### EXCERPTED TEXT
◇ ◇ ◇ ◇

August's Industrial Production data will be posted mid-morning tomorrow.
This report gives us a measurement of manufacturing sector strength by
tracking output at U.S. factories, mines and utilities. It is considered to
be moderately important but could help change mortgage rates if there is a
significant difference between forecasts and the actual reading. Analysts
are expecting to see a 0.5% increase from July's level of output. A sizable
increase could lead to slightly higher mortgage rates, while a weaker than
expected figure would indicate a softer than thought manufacturing sector
and would be considered good news for bonds and mortgage rates.
The Consumer Price Index (CPI) that will be released early Tuesday morning
is one of the most important monthly reports for the bond market. It is
considered to be a key indicator of inflation at the consumer level of the
economy. As with its' sister PPI report last week, there are two readings
in the report- the overall index and the core data reading. Current
forecasts show a 0.2% increase in the overall reading and a 0.2% rise in
the core data reading. The core reading is the more important of the two
because it excludes more volatile food and energy prices, leaving more
reliable data for analysts to digest. A sizable increase would signal
rising inflation that erodes the value of a bond’s future fixed interest
payments, causing bond prices to fall, yields to rise and mortgage rates to
move higher Tuesday morning. Ideally, bond traders would like to see little
change or a decline in the CPI readings.
August's Housing Starts will start Wednesday’s activities at 8:30 AM ET.
This report will probably not have much of an impact on the bond market or
mortgage rates. It gives us a measurement of housing sector strength and
mortgage credit demand by tracking construction starts of new homes, but is
usually considered to be of low importance to the financial and mortgage
markets. It is expected to show an increase in new home starts between July
and August. I believe we need to see a significant surprise in this data
for it to have a noticeable impact on Wednesday's mortgage rates since what
follows later in the day is much more important to the markets.
Wednesday's Fed events start with the 2:00 PM ET adjournment of the FOMC
meeting that began Tuesday. It is widely expected that Mr. Bernanke and
company will not change key short-term interest rates at this meeting, but
there is a great deal of speculation in the markets that they will take the
first step towards winding down their bond buying program (QE3). Tapering
talk has been widespread over the past several months and we have finally
reached the day of reckoning for all those predictions. I would not be
surprised to see a small token reduction in the monthly bond purchases,
more or less to break the ice or get that first step out of the way.
However, I don’t believe that economic growth has gained momentum at the
rate that the Fed was expecting over the summer months, at least not enough
to justify a significant reduction. They are currently buying $85 billion a
month in government and mortgage-related securities.

◇ ◇ ◇ ◇

### DATA ENTRIES

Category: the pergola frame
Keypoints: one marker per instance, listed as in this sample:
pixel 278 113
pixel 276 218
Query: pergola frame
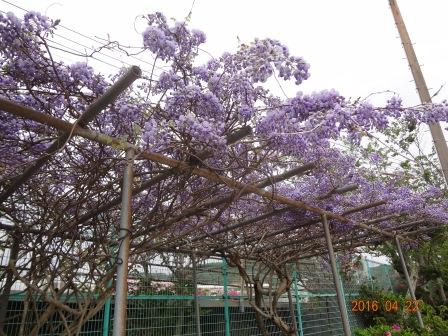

◇ ◇ ◇ ◇

### TASKS TO CARRY OUT
• A. Using the mortgage rate preview, decide whether each statement is true: (i) Analysts expect August's industrial output to rise 0.5% from July. (ii) The Housing Starts report is usually seen as highly important to mortgage markets. (iii) The Fed currently buys $85 billion a month in securities. Give yes or no for each and quote the words that settle it.
• B. List every economic report named in the mortgage rate preview.
• C. Go on with the mortgage rate preview from its last sentence.
The material has nothing to do with the mortgage rate preview.

### RESULTS IN ORDER
• A.
(i) Yes: "Analysts are expecting to see a 0.5% increase from July's level of output."
(ii) No: "is usually considered to be of low importance to the financial and mortgage markets."
(iii) Yes: "They are currently buying $85 billion a month in government and mortgage-related securities."

• B.
Industrial Production
Consumer Price Index (CPI)
PPI
Housing Starts

• C.
Generally speaking, a reduction in the purchases will be negative news for
the bond market and mortgage pricing. This is partly because it is
mortgage-related bonds being purchased that affect mortgage rates. An
announcement that they will continue to buy these bonds at the current pace
should cause a bond rally and lead to lower mortgage rates. I would not be
surprised to see stocks and bonds move the same direction in reaction to
the Fed’s move, or lack of a move. It is my guess that a token reduction
will be announced to take the first step, still maintaining the objective
of the program. My estimate reduction is in the neighborhood of $5 billion
or $10 billion a month. This would be an amount that gives the Fed the
option to hold that level for as long as needed yet still have started the
unwinding process and allows the markets to react to the fact they have
started to taper.
Also worth noting is that this FOMC meeting is one that will be followed by
updated economic predictions and a press conference with Fed Chairman
Bernanke. Traders will be looking for any revisions to the Fed's outlook on
unemployment, GDP growth and their timetable for keeping key interest rates
at current levels. The meeting will adjourn and the economic forecasts will
be released at 2:00 PM ET while the press conference will start at 2:30 PM.
All this will most likely lead to afternoon volatility in the markets and
mortgage rates Wednesday.
Thursday has the remaining two relevant reports scheduled, both at 10:00 AM
ET. The first is August's Existing Home Sales from the National Association
of Realtors. This report will give us an indication of housing sector strength
by tracking home resales. It is expected to show a small decline from
July's sales, however, this data probably will be neutral towards mortgage
pricing unless its results vary greatly from forecasts.
The Conference Board will post its Leading Economic Indicators (LEI) for
August Thursday also. The LEI index attempts to measure economic activity
over the next three to six months. It is expected to show a 0.6% increase,
meaning that it is predicting moderate growth in economic activity over the
next several months. A larger increase would be considered negative news
for bonds and could lead to a minor increase in mortgage rates Thursday,
but neither of the day’s reports is considered to be highly important.
Overall, there is little doubt that this is going to be an active week for
the financial and mortgage markets. Wednesday is the key day due to the
FOMC schedule and hopefully some resolution to the tapering question.
Tomorrow isn’t too concerning, but Tuesday’s data is very important to
bonds and Wednesday’s afternoon trading could carry into Thursday morning
also. Friday appears to be the lightest day with nothing of importance
scheduled except for a couple of Fed member speeches mid-day. In other
words, expect to see the most movement the middle days of the week. I would
not be surprised to see a significant move in bond prices and mortgage
rates this week, so it is strongly recommended to maintain contact with
your mortgage professional if still floating an interest rate and closing
any time in the near future.
If I were considering financing/refinancing a home, I would.... Lock if my
closing was taking place within 7 days... Lock if my closing was taking
place between 8 and 20 days... Lock if my closing was taking place between
21 and 60 days... Lock if my closing was taking place over 60 days from
now...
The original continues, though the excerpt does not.